[Dataset records]
--- --- ---

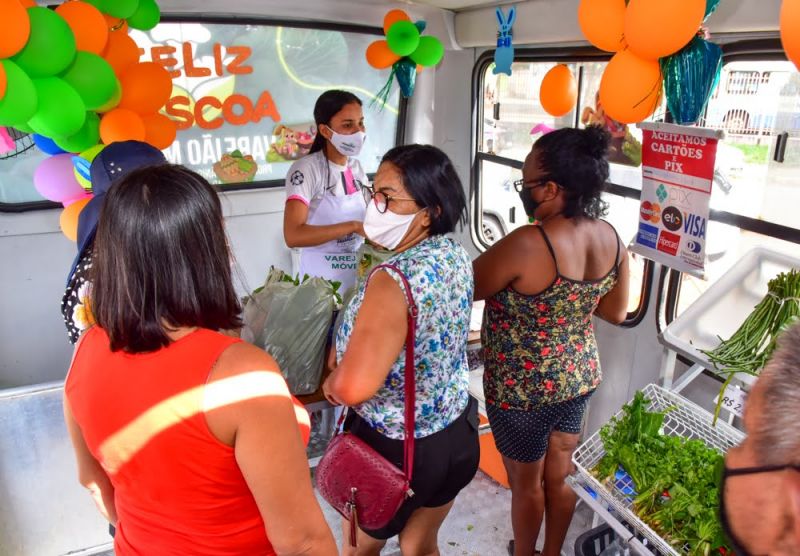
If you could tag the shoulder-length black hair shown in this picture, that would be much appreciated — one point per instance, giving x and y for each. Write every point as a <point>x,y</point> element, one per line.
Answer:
<point>327,106</point>
<point>161,259</point>
<point>576,160</point>
<point>430,178</point>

--- --- ---

Your assignment: Each record should be quoted exactly, with the images omitted.

Expected output:
If you could tag the shoulder-length black hair shown in this picture, that would be much appreciated — one point per instance, giving x and y for each. Write every point as a <point>x,y</point> element, one per line.
Answer:
<point>327,106</point>
<point>161,259</point>
<point>576,160</point>
<point>430,178</point>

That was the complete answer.